[Position annotation records]

★ ★ ★ ★

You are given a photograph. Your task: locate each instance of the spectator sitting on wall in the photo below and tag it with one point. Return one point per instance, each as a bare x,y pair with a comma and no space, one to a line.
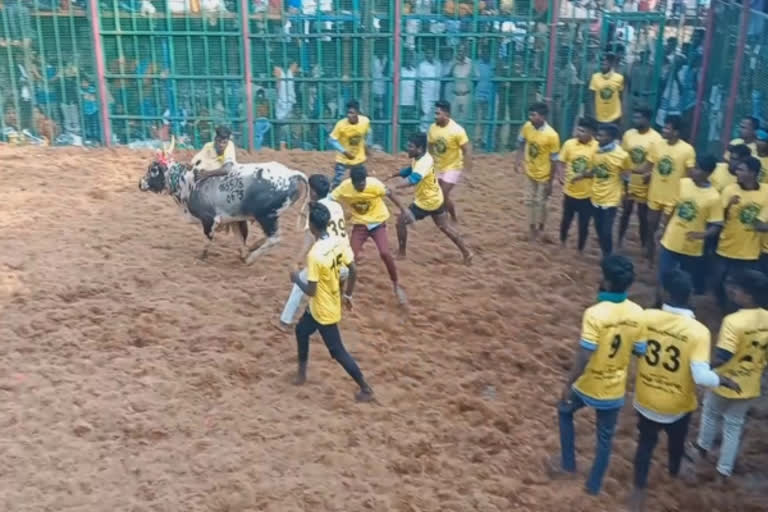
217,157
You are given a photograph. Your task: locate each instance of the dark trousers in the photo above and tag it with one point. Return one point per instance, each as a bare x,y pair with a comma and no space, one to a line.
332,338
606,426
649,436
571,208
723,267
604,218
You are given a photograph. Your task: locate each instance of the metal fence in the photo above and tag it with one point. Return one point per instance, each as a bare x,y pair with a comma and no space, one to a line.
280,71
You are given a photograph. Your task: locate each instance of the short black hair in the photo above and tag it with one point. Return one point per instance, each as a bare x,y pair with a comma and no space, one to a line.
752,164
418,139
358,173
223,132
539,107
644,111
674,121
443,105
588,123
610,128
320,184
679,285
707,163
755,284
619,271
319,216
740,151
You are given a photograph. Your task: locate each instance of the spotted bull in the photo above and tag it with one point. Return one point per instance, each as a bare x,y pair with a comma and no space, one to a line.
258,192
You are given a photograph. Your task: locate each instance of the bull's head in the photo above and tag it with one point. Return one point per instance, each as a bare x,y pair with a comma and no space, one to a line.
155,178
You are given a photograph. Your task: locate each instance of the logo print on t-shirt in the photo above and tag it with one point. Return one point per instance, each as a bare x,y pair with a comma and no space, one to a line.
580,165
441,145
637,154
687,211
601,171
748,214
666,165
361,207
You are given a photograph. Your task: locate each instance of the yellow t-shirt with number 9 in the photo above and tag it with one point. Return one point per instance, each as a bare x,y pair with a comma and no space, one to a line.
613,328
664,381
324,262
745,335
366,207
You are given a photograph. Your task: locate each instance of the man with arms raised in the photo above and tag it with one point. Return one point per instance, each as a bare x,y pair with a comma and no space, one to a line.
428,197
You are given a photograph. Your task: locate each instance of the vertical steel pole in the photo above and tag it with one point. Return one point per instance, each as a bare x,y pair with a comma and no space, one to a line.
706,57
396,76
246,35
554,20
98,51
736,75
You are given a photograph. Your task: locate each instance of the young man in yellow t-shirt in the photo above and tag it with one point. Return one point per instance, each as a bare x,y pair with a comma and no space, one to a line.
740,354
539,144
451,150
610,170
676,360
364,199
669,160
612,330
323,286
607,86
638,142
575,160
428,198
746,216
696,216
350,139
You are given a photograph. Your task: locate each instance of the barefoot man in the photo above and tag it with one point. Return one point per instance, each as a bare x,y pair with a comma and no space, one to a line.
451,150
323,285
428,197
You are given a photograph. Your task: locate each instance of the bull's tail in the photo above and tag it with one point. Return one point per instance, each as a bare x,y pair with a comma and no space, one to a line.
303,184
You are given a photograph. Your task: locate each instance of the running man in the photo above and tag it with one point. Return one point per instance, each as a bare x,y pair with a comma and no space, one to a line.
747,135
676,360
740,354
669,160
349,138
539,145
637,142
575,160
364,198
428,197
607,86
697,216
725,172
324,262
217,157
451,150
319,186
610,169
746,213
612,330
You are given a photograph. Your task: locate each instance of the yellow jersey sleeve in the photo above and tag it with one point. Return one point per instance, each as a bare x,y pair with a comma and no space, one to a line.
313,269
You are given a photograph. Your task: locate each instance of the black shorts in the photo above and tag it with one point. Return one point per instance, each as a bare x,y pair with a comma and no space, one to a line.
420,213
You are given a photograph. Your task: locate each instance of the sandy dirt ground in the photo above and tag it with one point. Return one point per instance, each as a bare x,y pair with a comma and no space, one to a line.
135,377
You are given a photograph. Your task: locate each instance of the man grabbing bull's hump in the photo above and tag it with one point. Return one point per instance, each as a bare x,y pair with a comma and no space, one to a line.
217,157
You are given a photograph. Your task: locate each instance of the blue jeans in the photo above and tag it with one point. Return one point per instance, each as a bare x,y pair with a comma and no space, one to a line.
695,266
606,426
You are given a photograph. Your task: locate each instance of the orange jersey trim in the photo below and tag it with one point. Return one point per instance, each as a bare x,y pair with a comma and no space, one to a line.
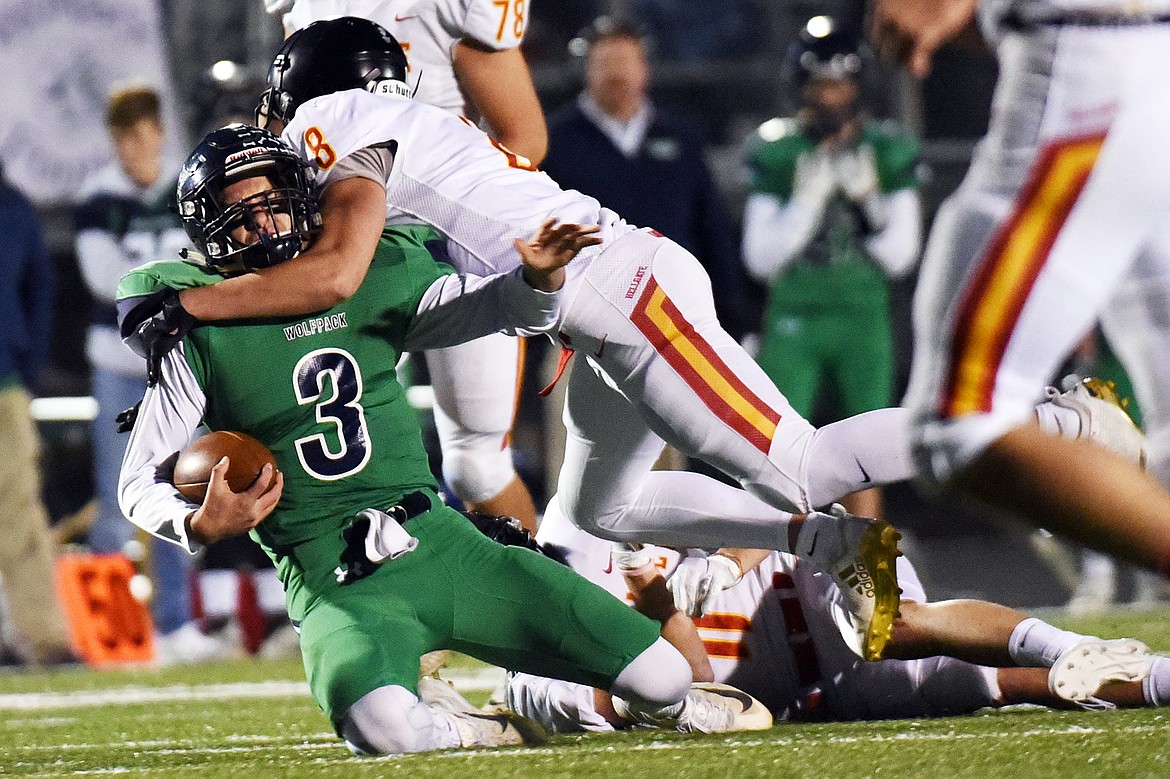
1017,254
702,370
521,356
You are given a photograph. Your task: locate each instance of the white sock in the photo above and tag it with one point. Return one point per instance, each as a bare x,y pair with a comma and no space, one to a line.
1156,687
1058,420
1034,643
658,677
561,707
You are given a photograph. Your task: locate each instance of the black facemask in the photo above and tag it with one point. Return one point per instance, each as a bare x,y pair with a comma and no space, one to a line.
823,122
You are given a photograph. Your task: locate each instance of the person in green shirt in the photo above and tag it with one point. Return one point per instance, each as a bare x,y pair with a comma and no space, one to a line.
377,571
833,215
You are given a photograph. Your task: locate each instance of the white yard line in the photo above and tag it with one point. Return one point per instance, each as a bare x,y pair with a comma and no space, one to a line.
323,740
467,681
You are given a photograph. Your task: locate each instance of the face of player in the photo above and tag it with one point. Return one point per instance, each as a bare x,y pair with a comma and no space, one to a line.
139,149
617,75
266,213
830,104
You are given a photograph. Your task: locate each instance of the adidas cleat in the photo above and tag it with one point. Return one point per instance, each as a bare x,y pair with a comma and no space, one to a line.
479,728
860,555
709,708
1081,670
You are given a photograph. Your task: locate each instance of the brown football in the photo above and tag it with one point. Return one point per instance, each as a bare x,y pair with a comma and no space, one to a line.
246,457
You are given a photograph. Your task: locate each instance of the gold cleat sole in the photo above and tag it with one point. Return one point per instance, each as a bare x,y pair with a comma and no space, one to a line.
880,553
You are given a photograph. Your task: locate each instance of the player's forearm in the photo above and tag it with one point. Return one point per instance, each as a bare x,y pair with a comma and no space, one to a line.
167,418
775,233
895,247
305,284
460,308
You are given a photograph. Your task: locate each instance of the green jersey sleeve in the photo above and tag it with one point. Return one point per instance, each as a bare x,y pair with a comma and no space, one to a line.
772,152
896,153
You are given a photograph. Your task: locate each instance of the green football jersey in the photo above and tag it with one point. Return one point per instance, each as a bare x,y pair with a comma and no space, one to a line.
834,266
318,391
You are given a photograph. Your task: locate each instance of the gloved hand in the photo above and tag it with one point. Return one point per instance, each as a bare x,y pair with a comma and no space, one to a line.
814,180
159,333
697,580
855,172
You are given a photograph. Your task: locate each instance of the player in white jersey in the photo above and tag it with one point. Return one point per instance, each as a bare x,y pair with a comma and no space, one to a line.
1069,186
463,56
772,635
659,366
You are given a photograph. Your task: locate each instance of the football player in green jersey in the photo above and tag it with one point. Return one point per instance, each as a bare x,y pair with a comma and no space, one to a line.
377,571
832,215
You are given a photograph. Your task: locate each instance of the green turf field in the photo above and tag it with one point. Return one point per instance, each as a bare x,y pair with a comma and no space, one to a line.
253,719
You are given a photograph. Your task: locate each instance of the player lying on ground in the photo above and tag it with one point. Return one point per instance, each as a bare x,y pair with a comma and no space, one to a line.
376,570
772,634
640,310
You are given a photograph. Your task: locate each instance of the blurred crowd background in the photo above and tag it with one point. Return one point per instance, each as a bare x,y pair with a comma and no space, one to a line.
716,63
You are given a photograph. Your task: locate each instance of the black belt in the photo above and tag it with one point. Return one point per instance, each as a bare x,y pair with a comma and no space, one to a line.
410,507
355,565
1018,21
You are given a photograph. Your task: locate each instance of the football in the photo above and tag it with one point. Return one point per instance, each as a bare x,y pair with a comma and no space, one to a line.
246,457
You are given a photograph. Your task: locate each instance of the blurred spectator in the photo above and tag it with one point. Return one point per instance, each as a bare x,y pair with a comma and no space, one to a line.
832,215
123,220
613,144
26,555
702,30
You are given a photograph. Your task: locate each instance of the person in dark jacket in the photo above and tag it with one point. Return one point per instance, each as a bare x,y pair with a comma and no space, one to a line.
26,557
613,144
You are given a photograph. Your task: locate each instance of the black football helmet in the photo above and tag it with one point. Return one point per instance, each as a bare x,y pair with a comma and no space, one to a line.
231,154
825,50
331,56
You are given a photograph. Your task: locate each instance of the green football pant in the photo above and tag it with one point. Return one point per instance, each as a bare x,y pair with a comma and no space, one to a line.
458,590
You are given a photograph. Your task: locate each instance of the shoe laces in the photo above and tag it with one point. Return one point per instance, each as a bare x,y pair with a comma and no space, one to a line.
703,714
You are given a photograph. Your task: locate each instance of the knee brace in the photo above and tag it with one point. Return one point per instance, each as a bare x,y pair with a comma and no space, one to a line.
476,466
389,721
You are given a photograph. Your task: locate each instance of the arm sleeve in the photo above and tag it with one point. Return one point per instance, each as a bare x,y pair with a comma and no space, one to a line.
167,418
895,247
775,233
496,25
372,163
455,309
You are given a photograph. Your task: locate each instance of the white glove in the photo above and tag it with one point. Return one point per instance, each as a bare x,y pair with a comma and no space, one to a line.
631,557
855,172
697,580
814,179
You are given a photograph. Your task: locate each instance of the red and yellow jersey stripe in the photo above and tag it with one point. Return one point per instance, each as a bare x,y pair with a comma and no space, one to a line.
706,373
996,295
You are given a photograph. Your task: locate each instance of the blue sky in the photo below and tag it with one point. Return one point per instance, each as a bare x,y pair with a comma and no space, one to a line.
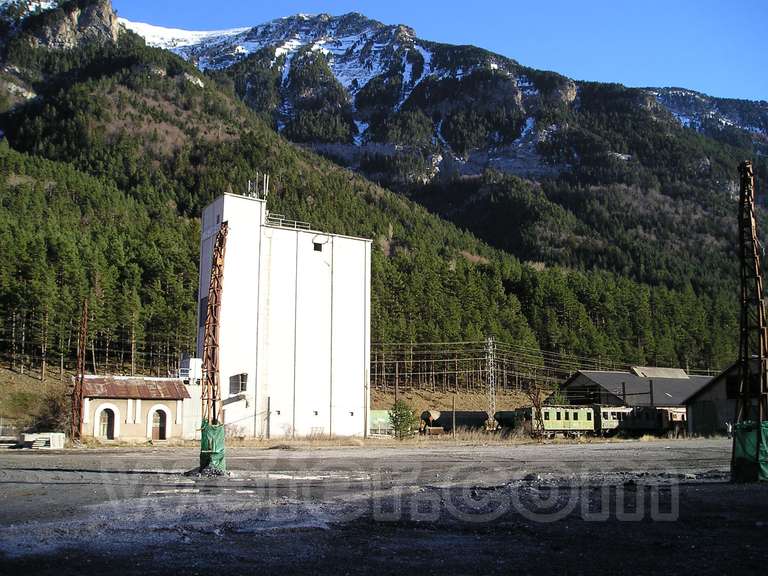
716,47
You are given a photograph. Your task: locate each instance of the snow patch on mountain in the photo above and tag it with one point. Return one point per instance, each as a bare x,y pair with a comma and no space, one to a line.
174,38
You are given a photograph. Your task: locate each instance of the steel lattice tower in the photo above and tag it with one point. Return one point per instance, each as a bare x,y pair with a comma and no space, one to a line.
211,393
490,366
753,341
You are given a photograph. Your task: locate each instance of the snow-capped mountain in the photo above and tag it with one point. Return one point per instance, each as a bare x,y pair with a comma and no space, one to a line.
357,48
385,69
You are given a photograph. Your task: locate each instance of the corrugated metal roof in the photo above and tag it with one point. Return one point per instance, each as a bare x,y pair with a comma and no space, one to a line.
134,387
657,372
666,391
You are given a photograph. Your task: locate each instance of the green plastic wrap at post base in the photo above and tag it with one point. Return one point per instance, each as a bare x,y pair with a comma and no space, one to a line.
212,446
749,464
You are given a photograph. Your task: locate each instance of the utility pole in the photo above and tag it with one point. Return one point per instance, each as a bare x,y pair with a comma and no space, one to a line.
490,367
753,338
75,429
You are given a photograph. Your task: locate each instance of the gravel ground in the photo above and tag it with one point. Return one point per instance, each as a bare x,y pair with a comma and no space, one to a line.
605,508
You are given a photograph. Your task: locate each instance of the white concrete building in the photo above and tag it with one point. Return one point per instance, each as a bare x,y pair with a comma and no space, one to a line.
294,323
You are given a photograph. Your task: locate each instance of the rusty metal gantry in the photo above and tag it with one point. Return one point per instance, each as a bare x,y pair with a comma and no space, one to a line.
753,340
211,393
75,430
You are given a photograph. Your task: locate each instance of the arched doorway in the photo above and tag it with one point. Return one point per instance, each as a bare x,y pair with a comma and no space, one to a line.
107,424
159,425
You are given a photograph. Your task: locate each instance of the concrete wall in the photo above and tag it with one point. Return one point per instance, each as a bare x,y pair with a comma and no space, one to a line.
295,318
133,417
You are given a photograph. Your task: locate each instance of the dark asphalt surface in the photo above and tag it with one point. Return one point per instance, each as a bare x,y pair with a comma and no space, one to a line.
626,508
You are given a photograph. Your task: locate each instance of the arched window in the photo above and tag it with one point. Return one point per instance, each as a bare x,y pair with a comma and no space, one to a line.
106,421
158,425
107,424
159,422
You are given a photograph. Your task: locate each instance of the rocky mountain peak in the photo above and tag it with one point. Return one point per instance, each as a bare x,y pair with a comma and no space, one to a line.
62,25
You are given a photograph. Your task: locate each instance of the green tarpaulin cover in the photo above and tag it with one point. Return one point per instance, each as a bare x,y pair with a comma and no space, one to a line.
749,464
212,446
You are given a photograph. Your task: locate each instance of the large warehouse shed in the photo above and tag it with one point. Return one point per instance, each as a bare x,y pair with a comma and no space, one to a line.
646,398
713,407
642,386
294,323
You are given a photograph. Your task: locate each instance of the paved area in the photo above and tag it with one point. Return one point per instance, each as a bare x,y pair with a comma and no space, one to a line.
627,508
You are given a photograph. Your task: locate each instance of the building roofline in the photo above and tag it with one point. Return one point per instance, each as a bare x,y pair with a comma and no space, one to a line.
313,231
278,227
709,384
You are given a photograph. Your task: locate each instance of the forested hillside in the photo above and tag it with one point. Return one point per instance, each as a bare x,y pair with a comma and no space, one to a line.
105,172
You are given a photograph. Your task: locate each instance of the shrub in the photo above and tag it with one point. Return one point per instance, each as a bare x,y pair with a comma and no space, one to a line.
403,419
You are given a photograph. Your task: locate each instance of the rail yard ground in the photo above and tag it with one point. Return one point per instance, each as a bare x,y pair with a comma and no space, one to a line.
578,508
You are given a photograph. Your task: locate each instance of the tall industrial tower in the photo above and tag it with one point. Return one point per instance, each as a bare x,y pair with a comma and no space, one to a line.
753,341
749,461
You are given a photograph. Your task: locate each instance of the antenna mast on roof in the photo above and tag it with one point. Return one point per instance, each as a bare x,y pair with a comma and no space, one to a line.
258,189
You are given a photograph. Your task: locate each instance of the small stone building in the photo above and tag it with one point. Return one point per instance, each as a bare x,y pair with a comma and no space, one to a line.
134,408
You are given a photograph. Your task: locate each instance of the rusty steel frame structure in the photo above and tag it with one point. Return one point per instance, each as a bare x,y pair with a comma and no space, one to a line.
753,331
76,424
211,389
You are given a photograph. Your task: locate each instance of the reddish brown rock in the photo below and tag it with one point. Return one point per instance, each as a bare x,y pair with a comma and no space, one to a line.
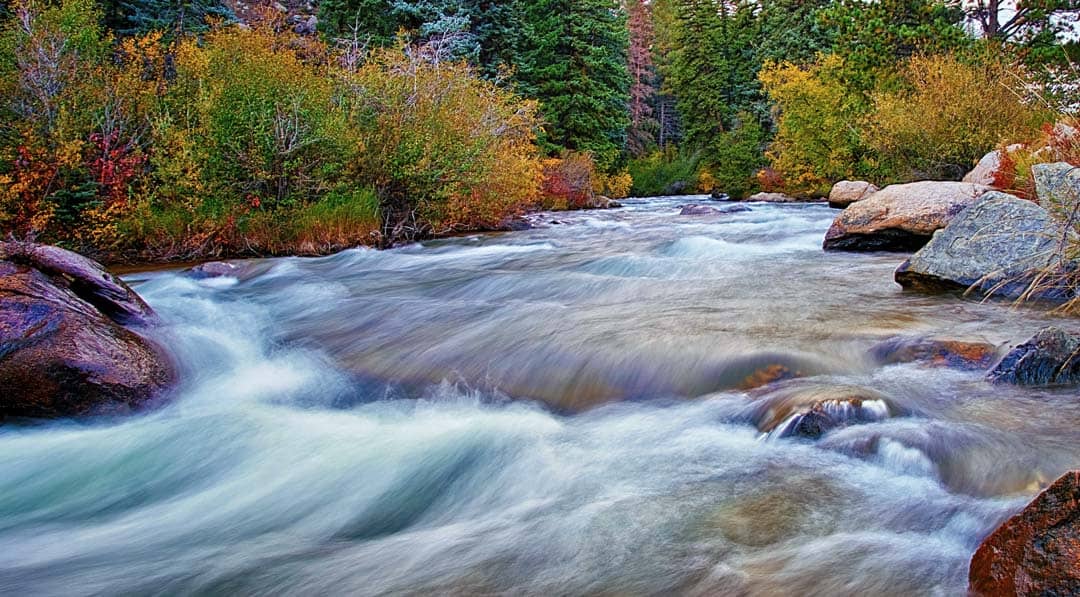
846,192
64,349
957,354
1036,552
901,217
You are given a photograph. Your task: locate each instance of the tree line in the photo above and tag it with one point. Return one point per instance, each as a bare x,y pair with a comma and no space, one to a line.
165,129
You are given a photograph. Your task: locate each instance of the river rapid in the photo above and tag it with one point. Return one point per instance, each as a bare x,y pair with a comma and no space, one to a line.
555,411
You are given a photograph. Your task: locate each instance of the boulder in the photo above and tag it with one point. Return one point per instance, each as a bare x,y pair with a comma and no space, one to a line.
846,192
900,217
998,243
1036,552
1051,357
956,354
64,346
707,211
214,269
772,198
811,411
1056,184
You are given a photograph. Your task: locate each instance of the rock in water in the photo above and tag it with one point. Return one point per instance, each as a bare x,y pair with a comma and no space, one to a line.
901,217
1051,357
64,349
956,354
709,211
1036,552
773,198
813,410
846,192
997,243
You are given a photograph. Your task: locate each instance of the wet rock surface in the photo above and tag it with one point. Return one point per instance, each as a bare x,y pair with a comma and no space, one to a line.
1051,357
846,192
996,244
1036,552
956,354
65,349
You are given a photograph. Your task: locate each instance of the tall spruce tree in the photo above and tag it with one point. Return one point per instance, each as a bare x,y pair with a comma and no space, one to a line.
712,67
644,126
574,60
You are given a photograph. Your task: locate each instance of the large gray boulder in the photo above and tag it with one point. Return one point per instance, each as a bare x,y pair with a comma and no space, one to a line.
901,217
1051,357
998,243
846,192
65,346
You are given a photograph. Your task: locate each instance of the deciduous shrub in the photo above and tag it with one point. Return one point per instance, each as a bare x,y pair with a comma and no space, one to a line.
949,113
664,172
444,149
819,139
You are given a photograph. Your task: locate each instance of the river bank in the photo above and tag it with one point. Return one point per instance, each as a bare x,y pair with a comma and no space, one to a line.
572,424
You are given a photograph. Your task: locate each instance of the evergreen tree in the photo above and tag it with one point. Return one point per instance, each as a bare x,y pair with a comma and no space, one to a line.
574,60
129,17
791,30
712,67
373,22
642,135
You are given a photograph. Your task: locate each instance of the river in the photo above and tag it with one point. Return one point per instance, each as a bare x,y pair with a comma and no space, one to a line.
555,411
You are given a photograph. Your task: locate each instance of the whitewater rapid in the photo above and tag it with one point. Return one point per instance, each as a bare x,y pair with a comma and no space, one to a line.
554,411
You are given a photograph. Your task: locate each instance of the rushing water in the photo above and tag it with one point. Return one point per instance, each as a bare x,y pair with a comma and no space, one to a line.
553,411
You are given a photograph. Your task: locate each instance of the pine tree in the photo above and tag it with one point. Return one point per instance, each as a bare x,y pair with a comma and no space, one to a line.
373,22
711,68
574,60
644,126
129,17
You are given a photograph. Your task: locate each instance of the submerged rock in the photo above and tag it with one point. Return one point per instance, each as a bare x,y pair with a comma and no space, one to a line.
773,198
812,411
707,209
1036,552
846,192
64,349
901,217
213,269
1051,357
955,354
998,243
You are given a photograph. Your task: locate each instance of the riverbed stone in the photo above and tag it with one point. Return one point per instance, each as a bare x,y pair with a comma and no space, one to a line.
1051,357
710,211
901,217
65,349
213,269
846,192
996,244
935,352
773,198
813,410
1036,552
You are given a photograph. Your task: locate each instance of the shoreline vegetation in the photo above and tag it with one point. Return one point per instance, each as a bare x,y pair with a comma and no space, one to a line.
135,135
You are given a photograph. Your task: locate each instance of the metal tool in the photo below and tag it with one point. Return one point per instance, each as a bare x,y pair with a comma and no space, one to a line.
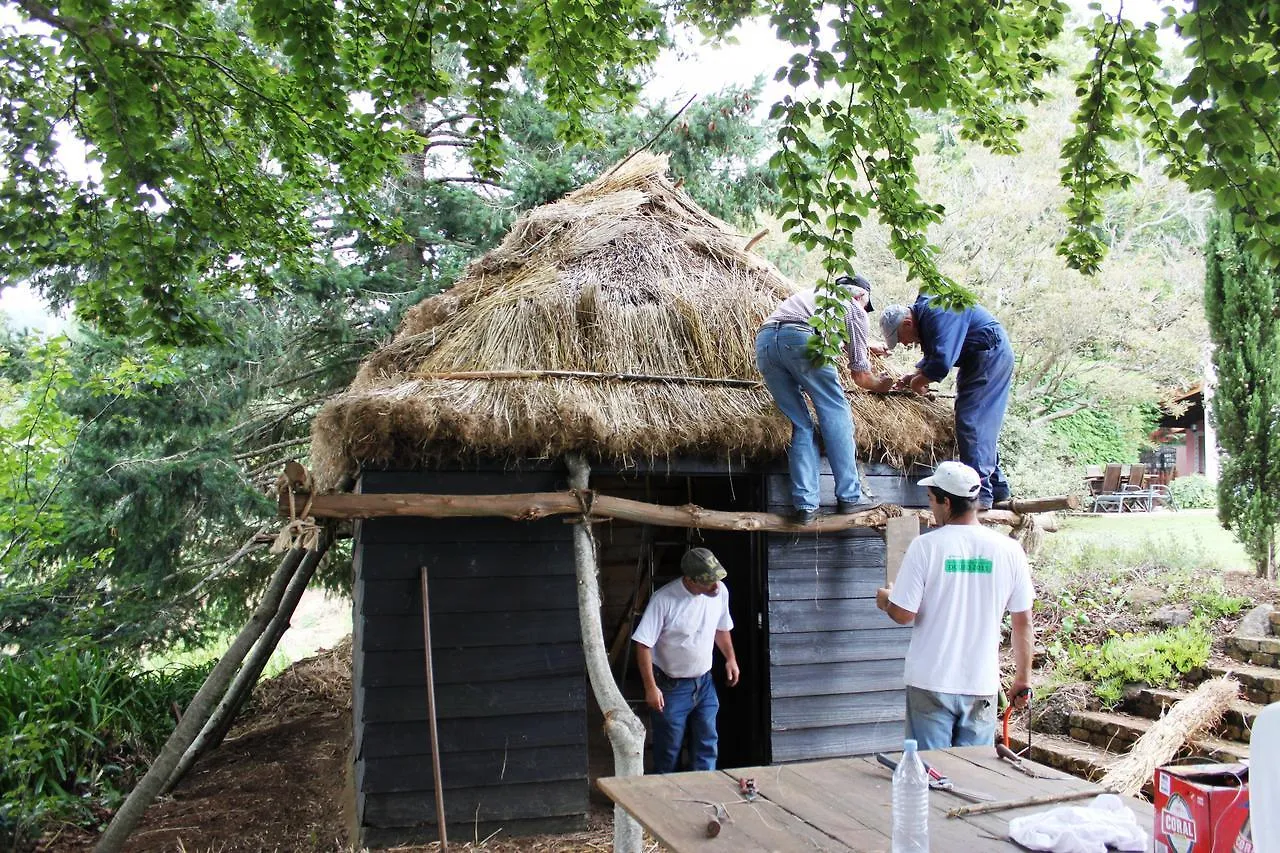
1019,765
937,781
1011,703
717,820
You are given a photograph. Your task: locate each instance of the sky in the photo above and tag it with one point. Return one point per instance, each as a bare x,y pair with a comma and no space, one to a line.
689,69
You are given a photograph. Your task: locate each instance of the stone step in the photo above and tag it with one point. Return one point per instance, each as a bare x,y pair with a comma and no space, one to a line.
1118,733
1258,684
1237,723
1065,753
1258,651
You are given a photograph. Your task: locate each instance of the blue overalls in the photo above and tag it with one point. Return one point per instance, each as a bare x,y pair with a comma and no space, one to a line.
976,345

★ ★ ★ ★

_Set problem_
Everything from the line containing "of the stone" through the final line of the listing, inclusive, must be reproduced exactly; leave out the rest.

_Task answer_
You are given a photograph. Your task: locate each instance of the stone step in the photo above and tag it with one point. Return one point per instance, each as a bare x,y pair with a comma and no space, one to a line.
1118,733
1258,684
1237,723
1065,753
1258,651
You are given a photograph. Your task: locate each instance of the blue overalls in the photo above and tag it with one point. Return one point per instance, each as a bare x,y pair with a comma and no space, one to a line.
976,345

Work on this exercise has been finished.